## Task goal
The lines you return must be all those in the data that hold the string "sign".

[Entries taken from a collection]
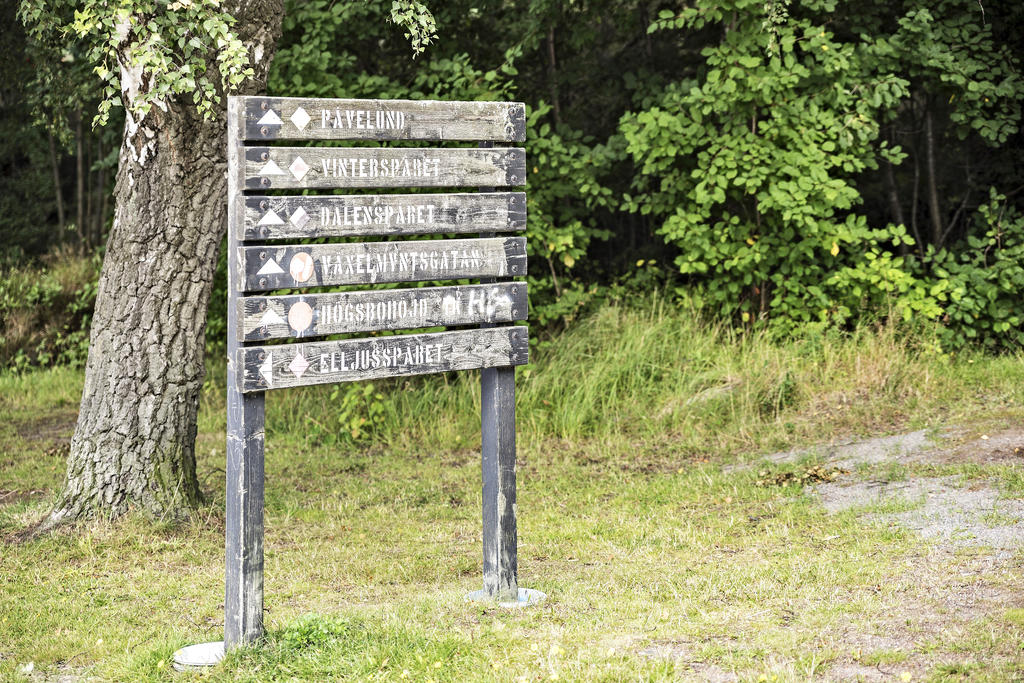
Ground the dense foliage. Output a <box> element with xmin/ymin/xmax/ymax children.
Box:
<box><xmin>624</xmin><ymin>0</ymin><xmax>1024</xmax><ymax>349</ymax></box>
<box><xmin>5</xmin><ymin>0</ymin><xmax>1024</xmax><ymax>358</ymax></box>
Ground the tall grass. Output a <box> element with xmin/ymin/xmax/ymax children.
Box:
<box><xmin>7</xmin><ymin>294</ymin><xmax>1024</xmax><ymax>681</ymax></box>
<box><xmin>198</xmin><ymin>293</ymin><xmax>1024</xmax><ymax>462</ymax></box>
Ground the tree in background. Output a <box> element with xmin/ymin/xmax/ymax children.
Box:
<box><xmin>0</xmin><ymin>5</ymin><xmax>57</xmax><ymax>259</ymax></box>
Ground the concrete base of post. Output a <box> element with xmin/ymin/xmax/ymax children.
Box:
<box><xmin>172</xmin><ymin>641</ymin><xmax>225</xmax><ymax>671</ymax></box>
<box><xmin>465</xmin><ymin>587</ymin><xmax>546</xmax><ymax>608</ymax></box>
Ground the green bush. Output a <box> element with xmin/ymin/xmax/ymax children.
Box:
<box><xmin>617</xmin><ymin>0</ymin><xmax>1024</xmax><ymax>349</ymax></box>
<box><xmin>920</xmin><ymin>189</ymin><xmax>1024</xmax><ymax>350</ymax></box>
<box><xmin>621</xmin><ymin>0</ymin><xmax>914</xmax><ymax>329</ymax></box>
<box><xmin>0</xmin><ymin>245</ymin><xmax>99</xmax><ymax>371</ymax></box>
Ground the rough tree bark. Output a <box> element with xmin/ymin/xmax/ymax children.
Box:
<box><xmin>39</xmin><ymin>0</ymin><xmax>284</xmax><ymax>530</ymax></box>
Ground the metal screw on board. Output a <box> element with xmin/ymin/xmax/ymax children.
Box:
<box><xmin>259</xmin><ymin>277</ymin><xmax>267</xmax><ymax>287</ymax></box>
<box><xmin>511</xmin><ymin>286</ymin><xmax>518</xmax><ymax>295</ymax></box>
<box><xmin>259</xmin><ymin>251</ymin><xmax>267</xmax><ymax>259</ymax></box>
<box><xmin>260</xmin><ymin>126</ymin><xmax>269</xmax><ymax>136</ymax></box>
<box><xmin>258</xmin><ymin>351</ymin><xmax>266</xmax><ymax>360</ymax></box>
<box><xmin>260</xmin><ymin>178</ymin><xmax>270</xmax><ymax>187</ymax></box>
<box><xmin>260</xmin><ymin>101</ymin><xmax>268</xmax><ymax>111</ymax></box>
<box><xmin>260</xmin><ymin>151</ymin><xmax>269</xmax><ymax>161</ymax></box>
<box><xmin>259</xmin><ymin>201</ymin><xmax>268</xmax><ymax>210</ymax></box>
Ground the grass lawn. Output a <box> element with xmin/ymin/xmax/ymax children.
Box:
<box><xmin>2</xmin><ymin>299</ymin><xmax>1023</xmax><ymax>681</ymax></box>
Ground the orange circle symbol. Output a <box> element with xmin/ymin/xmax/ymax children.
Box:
<box><xmin>288</xmin><ymin>301</ymin><xmax>313</xmax><ymax>333</ymax></box>
<box><xmin>289</xmin><ymin>252</ymin><xmax>315</xmax><ymax>283</ymax></box>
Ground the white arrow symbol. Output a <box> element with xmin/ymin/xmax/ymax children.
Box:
<box><xmin>260</xmin><ymin>309</ymin><xmax>285</xmax><ymax>326</ymax></box>
<box><xmin>259</xmin><ymin>159</ymin><xmax>285</xmax><ymax>175</ymax></box>
<box><xmin>259</xmin><ymin>352</ymin><xmax>273</xmax><ymax>387</ymax></box>
<box><xmin>257</xmin><ymin>109</ymin><xmax>283</xmax><ymax>125</ymax></box>
<box><xmin>257</xmin><ymin>209</ymin><xmax>284</xmax><ymax>226</ymax></box>
<box><xmin>257</xmin><ymin>258</ymin><xmax>285</xmax><ymax>275</ymax></box>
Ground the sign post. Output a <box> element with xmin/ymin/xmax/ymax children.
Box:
<box><xmin>173</xmin><ymin>96</ymin><xmax>539</xmax><ymax>669</ymax></box>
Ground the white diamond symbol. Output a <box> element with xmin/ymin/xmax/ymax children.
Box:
<box><xmin>289</xmin><ymin>156</ymin><xmax>309</xmax><ymax>181</ymax></box>
<box><xmin>259</xmin><ymin>159</ymin><xmax>285</xmax><ymax>175</ymax></box>
<box><xmin>290</xmin><ymin>107</ymin><xmax>311</xmax><ymax>131</ymax></box>
<box><xmin>259</xmin><ymin>352</ymin><xmax>273</xmax><ymax>387</ymax></box>
<box><xmin>257</xmin><ymin>109</ymin><xmax>283</xmax><ymax>125</ymax></box>
<box><xmin>288</xmin><ymin>351</ymin><xmax>309</xmax><ymax>378</ymax></box>
<box><xmin>290</xmin><ymin>206</ymin><xmax>310</xmax><ymax>229</ymax></box>
<box><xmin>257</xmin><ymin>209</ymin><xmax>284</xmax><ymax>226</ymax></box>
<box><xmin>257</xmin><ymin>258</ymin><xmax>285</xmax><ymax>275</ymax></box>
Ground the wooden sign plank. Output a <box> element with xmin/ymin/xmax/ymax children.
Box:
<box><xmin>240</xmin><ymin>97</ymin><xmax>526</xmax><ymax>143</ymax></box>
<box><xmin>239</xmin><ymin>326</ymin><xmax>529</xmax><ymax>392</ymax></box>
<box><xmin>239</xmin><ymin>237</ymin><xmax>526</xmax><ymax>292</ymax></box>
<box><xmin>242</xmin><ymin>192</ymin><xmax>526</xmax><ymax>241</ymax></box>
<box><xmin>244</xmin><ymin>147</ymin><xmax>525</xmax><ymax>190</ymax></box>
<box><xmin>240</xmin><ymin>283</ymin><xmax>528</xmax><ymax>341</ymax></box>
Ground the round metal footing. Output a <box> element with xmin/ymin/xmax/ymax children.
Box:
<box><xmin>465</xmin><ymin>587</ymin><xmax>546</xmax><ymax>608</ymax></box>
<box><xmin>172</xmin><ymin>641</ymin><xmax>225</xmax><ymax>671</ymax></box>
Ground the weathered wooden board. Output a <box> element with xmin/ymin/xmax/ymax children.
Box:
<box><xmin>239</xmin><ymin>326</ymin><xmax>528</xmax><ymax>392</ymax></box>
<box><xmin>244</xmin><ymin>147</ymin><xmax>526</xmax><ymax>190</ymax></box>
<box><xmin>240</xmin><ymin>97</ymin><xmax>526</xmax><ymax>143</ymax></box>
<box><xmin>239</xmin><ymin>237</ymin><xmax>526</xmax><ymax>292</ymax></box>
<box><xmin>240</xmin><ymin>282</ymin><xmax>528</xmax><ymax>341</ymax></box>
<box><xmin>242</xmin><ymin>192</ymin><xmax>526</xmax><ymax>241</ymax></box>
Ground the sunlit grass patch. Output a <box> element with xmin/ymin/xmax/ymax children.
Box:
<box><xmin>218</xmin><ymin>614</ymin><xmax>478</xmax><ymax>682</ymax></box>
<box><xmin>4</xmin><ymin>298</ymin><xmax>1024</xmax><ymax>679</ymax></box>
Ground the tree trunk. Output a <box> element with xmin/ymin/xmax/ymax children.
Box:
<box><xmin>92</xmin><ymin>135</ymin><xmax>105</xmax><ymax>248</ymax></box>
<box><xmin>97</xmin><ymin>142</ymin><xmax>110</xmax><ymax>246</ymax></box>
<box><xmin>84</xmin><ymin>129</ymin><xmax>93</xmax><ymax>248</ymax></box>
<box><xmin>546</xmin><ymin>26</ymin><xmax>561</xmax><ymax>127</ymax></box>
<box><xmin>47</xmin><ymin>129</ymin><xmax>65</xmax><ymax>248</ymax></box>
<box><xmin>40</xmin><ymin>0</ymin><xmax>284</xmax><ymax>530</ymax></box>
<box><xmin>924</xmin><ymin>107</ymin><xmax>944</xmax><ymax>248</ymax></box>
<box><xmin>75</xmin><ymin>108</ymin><xmax>85</xmax><ymax>248</ymax></box>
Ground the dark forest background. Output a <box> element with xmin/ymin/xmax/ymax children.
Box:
<box><xmin>3</xmin><ymin>0</ymin><xmax>1024</xmax><ymax>369</ymax></box>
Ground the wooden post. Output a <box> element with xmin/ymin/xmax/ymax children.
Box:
<box><xmin>479</xmin><ymin>140</ymin><xmax>519</xmax><ymax>601</ymax></box>
<box><xmin>481</xmin><ymin>365</ymin><xmax>519</xmax><ymax>600</ymax></box>
<box><xmin>225</xmin><ymin>96</ymin><xmax>266</xmax><ymax>648</ymax></box>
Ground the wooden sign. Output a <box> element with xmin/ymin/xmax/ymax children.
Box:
<box><xmin>244</xmin><ymin>146</ymin><xmax>526</xmax><ymax>190</ymax></box>
<box><xmin>242</xmin><ymin>97</ymin><xmax>526</xmax><ymax>142</ymax></box>
<box><xmin>242</xmin><ymin>192</ymin><xmax>526</xmax><ymax>240</ymax></box>
<box><xmin>239</xmin><ymin>326</ymin><xmax>528</xmax><ymax>392</ymax></box>
<box><xmin>202</xmin><ymin>96</ymin><xmax>536</xmax><ymax>663</ymax></box>
<box><xmin>240</xmin><ymin>283</ymin><xmax>528</xmax><ymax>341</ymax></box>
<box><xmin>240</xmin><ymin>237</ymin><xmax>526</xmax><ymax>292</ymax></box>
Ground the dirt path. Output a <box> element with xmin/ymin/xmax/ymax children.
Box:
<box><xmin>768</xmin><ymin>428</ymin><xmax>1024</xmax><ymax>680</ymax></box>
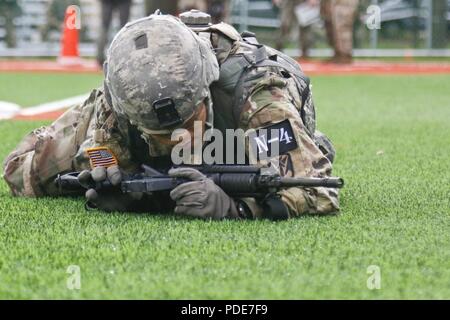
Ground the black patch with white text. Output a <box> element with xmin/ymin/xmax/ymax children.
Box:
<box><xmin>250</xmin><ymin>119</ymin><xmax>297</xmax><ymax>160</ymax></box>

## Reply to the exercise
Ground the sign post. Output a <box> element with xmin/ymin/xmax/ymax children.
Ground the wooden sign plank. Output a <box> element with xmin/ymin/xmax/ymax children.
Ground the wooden sign. Output a <box> element with xmin/ymin/xmax/ymax children.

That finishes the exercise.